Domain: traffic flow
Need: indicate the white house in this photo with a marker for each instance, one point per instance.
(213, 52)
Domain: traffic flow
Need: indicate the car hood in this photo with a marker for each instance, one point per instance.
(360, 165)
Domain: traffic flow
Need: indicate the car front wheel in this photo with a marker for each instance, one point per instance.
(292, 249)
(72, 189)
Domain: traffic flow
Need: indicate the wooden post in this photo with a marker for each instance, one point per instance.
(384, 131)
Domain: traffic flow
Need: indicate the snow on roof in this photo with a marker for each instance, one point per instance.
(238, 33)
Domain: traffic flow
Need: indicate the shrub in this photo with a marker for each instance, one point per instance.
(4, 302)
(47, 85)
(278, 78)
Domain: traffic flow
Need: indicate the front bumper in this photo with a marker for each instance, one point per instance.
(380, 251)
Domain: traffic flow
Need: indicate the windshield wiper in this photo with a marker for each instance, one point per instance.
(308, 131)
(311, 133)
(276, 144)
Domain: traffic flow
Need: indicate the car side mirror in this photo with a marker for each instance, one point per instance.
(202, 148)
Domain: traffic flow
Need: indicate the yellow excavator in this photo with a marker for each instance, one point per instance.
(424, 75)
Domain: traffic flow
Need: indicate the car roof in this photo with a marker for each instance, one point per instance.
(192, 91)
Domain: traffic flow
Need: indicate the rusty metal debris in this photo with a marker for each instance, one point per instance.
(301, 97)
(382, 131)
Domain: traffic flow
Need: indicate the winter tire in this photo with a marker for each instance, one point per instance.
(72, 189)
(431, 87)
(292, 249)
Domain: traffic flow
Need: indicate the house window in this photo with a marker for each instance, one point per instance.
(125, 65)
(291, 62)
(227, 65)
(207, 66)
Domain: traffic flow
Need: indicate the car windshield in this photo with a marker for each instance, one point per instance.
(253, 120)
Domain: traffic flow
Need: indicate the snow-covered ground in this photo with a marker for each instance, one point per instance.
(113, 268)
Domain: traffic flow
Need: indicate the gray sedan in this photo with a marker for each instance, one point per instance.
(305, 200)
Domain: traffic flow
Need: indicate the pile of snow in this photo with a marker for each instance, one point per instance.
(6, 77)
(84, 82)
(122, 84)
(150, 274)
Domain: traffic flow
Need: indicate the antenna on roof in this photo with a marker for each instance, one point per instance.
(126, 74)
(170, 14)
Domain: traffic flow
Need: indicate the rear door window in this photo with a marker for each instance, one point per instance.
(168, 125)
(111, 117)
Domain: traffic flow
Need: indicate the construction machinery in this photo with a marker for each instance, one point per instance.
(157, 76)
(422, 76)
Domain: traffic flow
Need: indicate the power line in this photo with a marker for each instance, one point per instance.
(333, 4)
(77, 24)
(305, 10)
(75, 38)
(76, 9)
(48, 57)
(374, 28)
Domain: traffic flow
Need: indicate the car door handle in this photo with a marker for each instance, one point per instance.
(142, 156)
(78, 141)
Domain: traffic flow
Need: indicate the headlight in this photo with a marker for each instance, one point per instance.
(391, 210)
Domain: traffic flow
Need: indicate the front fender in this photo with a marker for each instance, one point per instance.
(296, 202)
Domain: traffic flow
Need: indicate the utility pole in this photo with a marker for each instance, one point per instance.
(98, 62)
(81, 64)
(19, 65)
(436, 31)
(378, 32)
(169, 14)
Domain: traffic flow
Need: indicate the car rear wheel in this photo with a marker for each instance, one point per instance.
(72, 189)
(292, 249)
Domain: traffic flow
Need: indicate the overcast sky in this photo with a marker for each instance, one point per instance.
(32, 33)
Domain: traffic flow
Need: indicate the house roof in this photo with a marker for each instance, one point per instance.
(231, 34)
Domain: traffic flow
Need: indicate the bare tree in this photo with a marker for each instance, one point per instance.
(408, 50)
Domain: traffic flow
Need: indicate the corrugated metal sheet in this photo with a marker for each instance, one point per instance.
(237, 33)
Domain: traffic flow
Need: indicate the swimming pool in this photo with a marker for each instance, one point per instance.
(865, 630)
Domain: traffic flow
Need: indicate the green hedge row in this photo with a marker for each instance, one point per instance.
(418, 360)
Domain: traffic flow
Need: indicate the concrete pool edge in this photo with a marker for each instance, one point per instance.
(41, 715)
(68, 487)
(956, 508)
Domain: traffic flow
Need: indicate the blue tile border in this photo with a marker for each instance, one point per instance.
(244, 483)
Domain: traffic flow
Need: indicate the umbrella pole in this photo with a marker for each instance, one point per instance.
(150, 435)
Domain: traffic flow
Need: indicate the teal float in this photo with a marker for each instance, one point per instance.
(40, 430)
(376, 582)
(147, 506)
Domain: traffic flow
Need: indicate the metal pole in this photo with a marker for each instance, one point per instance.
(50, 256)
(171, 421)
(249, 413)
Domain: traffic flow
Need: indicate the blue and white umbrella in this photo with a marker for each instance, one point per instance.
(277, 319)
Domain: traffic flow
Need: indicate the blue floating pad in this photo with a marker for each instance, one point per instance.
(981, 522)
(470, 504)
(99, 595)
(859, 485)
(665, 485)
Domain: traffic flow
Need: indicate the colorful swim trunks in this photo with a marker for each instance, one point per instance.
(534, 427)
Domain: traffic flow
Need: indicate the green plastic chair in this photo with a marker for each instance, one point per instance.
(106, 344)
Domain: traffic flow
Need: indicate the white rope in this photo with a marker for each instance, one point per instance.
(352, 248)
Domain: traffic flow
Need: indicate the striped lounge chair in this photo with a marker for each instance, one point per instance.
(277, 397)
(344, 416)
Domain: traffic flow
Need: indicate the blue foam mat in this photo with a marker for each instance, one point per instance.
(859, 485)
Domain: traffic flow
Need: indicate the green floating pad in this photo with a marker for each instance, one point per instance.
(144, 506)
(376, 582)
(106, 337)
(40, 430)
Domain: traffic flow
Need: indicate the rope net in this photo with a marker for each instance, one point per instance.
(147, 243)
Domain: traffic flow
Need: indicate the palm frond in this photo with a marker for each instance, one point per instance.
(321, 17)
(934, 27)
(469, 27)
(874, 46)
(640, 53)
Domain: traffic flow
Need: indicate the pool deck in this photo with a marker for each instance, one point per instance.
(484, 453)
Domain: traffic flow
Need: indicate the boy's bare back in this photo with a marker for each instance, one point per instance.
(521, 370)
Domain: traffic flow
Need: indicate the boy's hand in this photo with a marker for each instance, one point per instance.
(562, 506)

- - - -

Retype all the records, matching them exactly.

Domain: traffic flow
Need: indicate the white house in this photo with a marker for each instance, one point per instance.
(213, 52)
Domain: traffic flow
Need: indicate the car hood in this photo with a marker for each instance, one point per instance.
(360, 165)
Domain: traffic flow
Need: indicate the car front wheel in this photo with a marker for each instance, one point per instance.
(292, 249)
(72, 189)
Domain: traffic flow
Need: indicate the wooden post in this photo with a marker for each instance, one point per instance.
(384, 131)
Domain: traffic flow
Need: indicate the snow on roof in this photo with a marker for each instance, one point per instance.
(238, 33)
Domain: traffic flow
Need: indicate the shrub in this photo with a marker for each instance, one point per instance.
(4, 302)
(47, 85)
(278, 78)
Domain: traffic flow
Need: indicate the front bumper in this photo with a marker for each instance, one point per instance.
(380, 251)
Domain: traffic flow
Need: indicate the windshield wiper in this photo with a marker for each instance, one point per instance.
(308, 131)
(311, 133)
(276, 144)
Domain: traffic flow
Need: indicate the car side mirror in this photo with a marker for each instance, one point per instance.
(202, 148)
Domain: traffic flow
Need: indicate the yellow excavator in this photo with a marker for each instance, one point per instance.
(424, 75)
Domain: traffic flow
Need: indicate the car roof in this photo with a marker for each instance, one point per instance.
(192, 91)
Domain: traffic flow
Need: indicate the rusty metal debris in this photo with a marker for each instance, one point per instance.
(301, 97)
(382, 131)
Domain: traffic flow
Need: indicate the winter tire in this photo with a marker for each instance, one point per instance.
(72, 189)
(431, 87)
(292, 249)
Domain: traffic flow
Need: indicate the house window in this photo with a marker for each instance, one point per instance.
(125, 65)
(291, 62)
(227, 65)
(207, 66)
Domain: traffic flow
Need: indicate the car windshield in this photo with a marker for each instance, one point per instance.
(253, 120)
Domain: traffic flow
Need: indicate the snow-covered ground in this photo with a marker for each instance, one point per instance.
(113, 268)
Domain: traffic flow
Need: indicate the gray sedan in this photo with a marker for each instance, one point per instance.
(305, 200)
Domain: traffic flow
Need: indicate the pile of snow in this photo with a marker for each instance, one point per instance.
(6, 77)
(84, 82)
(122, 84)
(150, 274)
Domain: traffic flow
Need: indicate the antenna on roof in this photo with a marker for each instance, one point per instance.
(126, 74)
(170, 14)
Domain: traffic flow
Need: indicate the rear door window in this photo with a marker for each instance, one point per instance.
(168, 125)
(111, 117)
Domain: traffic flow
Need: indicate the construction machinery in this photo with a marker for each instance, one point per instance.
(157, 76)
(422, 76)
Domain: traffic flow
Need: indicate the power line in this photo with a marker for each instance, one point per instance.
(333, 4)
(77, 24)
(305, 10)
(75, 38)
(76, 9)
(48, 57)
(374, 28)
Domain: traffic flow
Need: indicate the car door handle in this photo with a marker for each instance, one point per instance.
(142, 156)
(78, 141)
Domain: traffic flow
Need: indicate the headlight in this photo with a marker for each instance, one point per instance.
(391, 210)
Domain: traffic flow
Need: indicate the front fender in this photo with a marker for each instance, one point per instance.
(296, 202)
Domain: traffic flow
Need: indicate the utility pole in this photo with a marker for each instance, one point per instance.
(98, 62)
(81, 64)
(19, 65)
(436, 31)
(378, 32)
(169, 14)
Domain: traffic flow
Need: indicate the car rear wheel in this photo with a marker for each instance, one point per instance.
(72, 189)
(292, 249)
Domain: traffic flow
Need: indicate the overcast sky in this photo with a marker for each instance, one point per instance.
(32, 33)
Domain: traffic flow
Need: indicate the house roof in this photo with a marker for each instance, one point per instance.
(231, 34)
Domain: traffic flow
Need: indicate the bare tree in this photo with a marker for each instance, one point per instance.
(408, 50)
Domain: traffic flow
Need: indicate the corrugated metal sheet in this photo with a marker for each instance, one point per instance.
(237, 33)
Domain: traffic flow
Need: indicate the swimming pool in this photo with a marker for each instance, one point per instance.
(865, 630)
Domain: traffic flow
Need: indicate the green hedge row in this photo with a marker for each instance, one point per instance.
(418, 360)
Domain: traffic flow
Need: indicate the concrete pool edge in this photo with a marker for each instance, one point per instance.
(41, 715)
(68, 487)
(956, 508)
Domain: traffic flow
Need: indicate the blue tile border in this photo with a marker for each instance, one point per instance.
(244, 483)
Domain: traffic flow
Need: indicate the umbrella pole in this photo with a marker for each instance, one point per instance.
(150, 435)
Domain: traffic flow
Need: indicate the teal float in this photo with a marker for each instance, one point per instance.
(40, 430)
(376, 582)
(147, 506)
Domain: traffic flow
Need: indicate the metal pole in this photo with a marker for each instance, one point per instance.
(50, 256)
(171, 421)
(249, 413)
Domain: traffic flow
Need: indicate the blue and white umbrella in this photo with a marker for each instance, one point per instance.
(277, 319)
Domain: traffic flow
Need: indicate the blue floating pad in this photo with a marker for each instance, one point per instance.
(981, 522)
(470, 504)
(99, 595)
(859, 485)
(665, 485)
Domain: traffic flow
Need: indicate the colorful swim trunks in this photo with a marker for each instance, one point per instance.
(534, 427)
Domain: traffic flow
Need: indicate the green plastic chair in this photo with a marker for each instance, one point per instance.
(106, 344)
Domain: traffic flow
Need: indicate the white rope in this photo with a marker for each instance, one point per instance.
(352, 248)
Domain: traffic flow
Need: indicate the striped lounge chair in this photo with a marker for each instance, one point per instance.
(277, 397)
(344, 416)
Domain: traffic flow
Need: indicate the blue foam mat in this photo with a marker for each instance, one point per instance.
(859, 485)
Domain: traffic flow
Need: indicate the green floating pad in this photo with a marker for each instance, one point per instance.
(144, 506)
(376, 582)
(106, 337)
(40, 430)
Domain: traffic flow
Need: indicate the rope net in this photo with a marker for each instance, one point per instance.
(147, 243)
Domain: traffic flow
Need: indicate the palm frond in this photo with a marker for each instance, one point per instance.
(321, 17)
(934, 27)
(469, 27)
(874, 46)
(640, 53)
Domain: traffic flow
Need: indicate the pool deck in this photo with a marker for each instance, one point per instance.
(484, 453)
Domain: traffic flow
Need: indicate the boy's bare back in this photo with a marker for each instance, one point per instance.
(521, 370)
Domain: traffic flow
Need: indicate the boy's hand in this photo with a marker for each instance, one point per instance.
(562, 506)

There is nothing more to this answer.